Trecho do documento

........

Num de seus últimos sermões, São Romero de América, bispo, pastor e mártir da luta pela justiça, pelo direito à vida e liberdade do povo salvadorenho proclamou/profetizou: “Si me matan, resuscitaré, en la lucha del Pueblo salvadorenho”. Sua morte, como a morte de Zilda Arns, Angeleli, Zumbi dos Palmares, Santos Dias, Mãe Bernadete e Binho do Quilombo, Cléglia, Berta Cáceres, P. Josimo, Ângelo Kretã, José Machado, Chico Mendes, entre outros tantos que tombaram para ajudar o povo a manter-se de pé, foi sua entrada definitiva no coração e na vida do mesmo povo, no coração da história da luta pela conquista e resgate da dignidade, da vida vilmente roubada de povos, grupos, classes e nações oprimidas.
Em nossa cultura cristã-católica ocidental iniciamos o mês de novembro fazendo memória agradecida de todos que, antes de nós já tomaram posse do Reino preparado desde a fundação do mundo (cf Mt 25,34), oficialmente reconhecida e celebrada, ou não, a santidade de sua vida. Pela visão cristã da morte somos convidadas/os a contemplá-la como porta para a vida, uma vida mergulhada na Fonte da Vida, visão que consola e fortalece, no momento difícil da partida de alguém próximo, querido.
Para Francisco ela é irmã a quem soma na lista de irmãos e irmãs, motivos para louvar a Deus: “Louvado sejas, meu Senhor, pela nossa irmã a morte corporal da qual nenhum vivente pode escapar”. Por essa fraternal acolhida, conforme testemunho biográfico, sua morte se revestiu de glória: “Acorreram as multidões louvando a Deus e dizendo: “Louvado e bendito sejas, Senhor nosso Deus, que a nós indignos confiaste tão santos despojos! Louvor e glória a ti, Trindade inefável!”

........

Tarefas
A. Segundo o trecho do documento, por que a morte de Francisco se revestiu de glória? Responda em uma a três frases.
B. Por favor, liste as causas da luta da qual São Romero de América foi mártir, conforme o trecho do documento.

Entradas de dados

........

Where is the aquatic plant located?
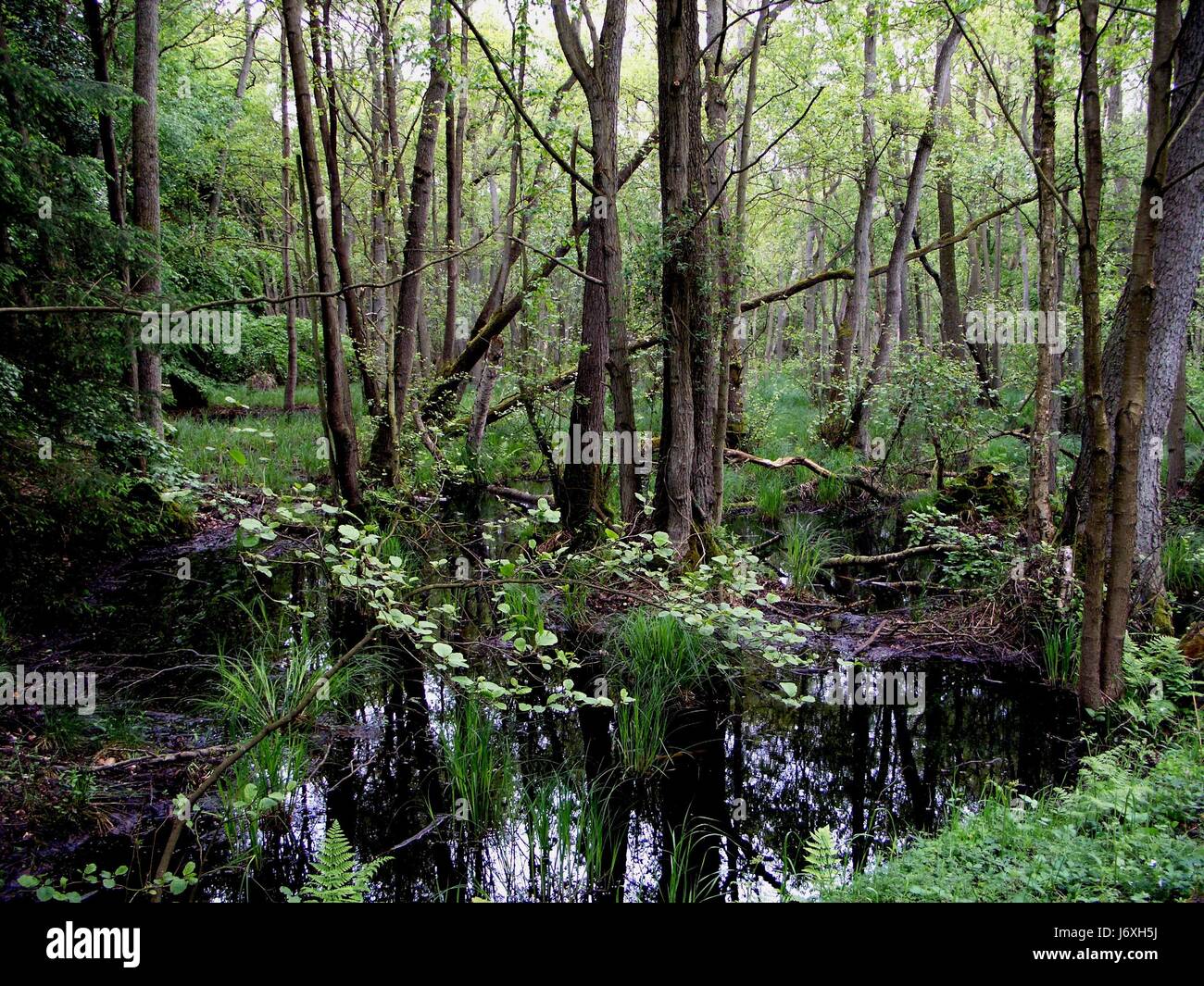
[611,609,715,774]
[440,697,518,833]
[783,518,835,594]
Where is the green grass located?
[783,517,835,593]
[1038,620,1080,685]
[441,698,518,833]
[171,412,330,492]
[825,736,1204,902]
[1162,530,1204,600]
[755,469,789,521]
[823,637,1204,902]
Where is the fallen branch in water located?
[485,482,546,506]
[820,544,958,568]
[151,625,381,903]
[725,449,895,500]
[89,743,235,773]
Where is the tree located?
[130,0,163,437]
[283,0,361,510]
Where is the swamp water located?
[4,507,1078,901]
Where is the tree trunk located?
[208,8,264,234]
[826,0,879,418]
[130,0,163,438]
[281,28,297,410]
[846,23,958,441]
[309,0,388,428]
[553,0,634,534]
[653,0,711,555]
[283,0,361,510]
[1100,0,1174,701]
[1028,0,1059,542]
[390,0,448,481]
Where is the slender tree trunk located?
[440,5,469,362]
[698,0,770,524]
[653,0,711,554]
[281,28,297,410]
[309,0,388,428]
[553,0,634,533]
[130,0,163,438]
[826,0,879,418]
[1075,0,1112,709]
[1028,0,1059,542]
[1100,0,1179,701]
[392,0,448,481]
[846,23,958,441]
[283,0,361,510]
[209,8,264,234]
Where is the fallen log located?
[725,449,897,500]
[820,544,958,568]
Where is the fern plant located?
[803,825,840,895]
[281,821,390,905]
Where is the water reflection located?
[9,524,1076,901]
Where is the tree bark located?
[130,0,163,438]
[653,0,711,555]
[551,0,635,534]
[1028,0,1059,542]
[1100,0,1179,701]
[283,0,361,510]
[390,0,448,481]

........

Respostas
A. Conforme o testemunho biográfico, foi por causa da acolhida fraterna que Francisco deu à morte. Ele a chamou de irmã e a incluiu entre os motivos para louvar a Deus: "Louvado sejas, meu Senhor, pela nossa irmã a morte corporal".

B.
- a justiça
- o direito à vida
- a liberdade do povo salvadorenho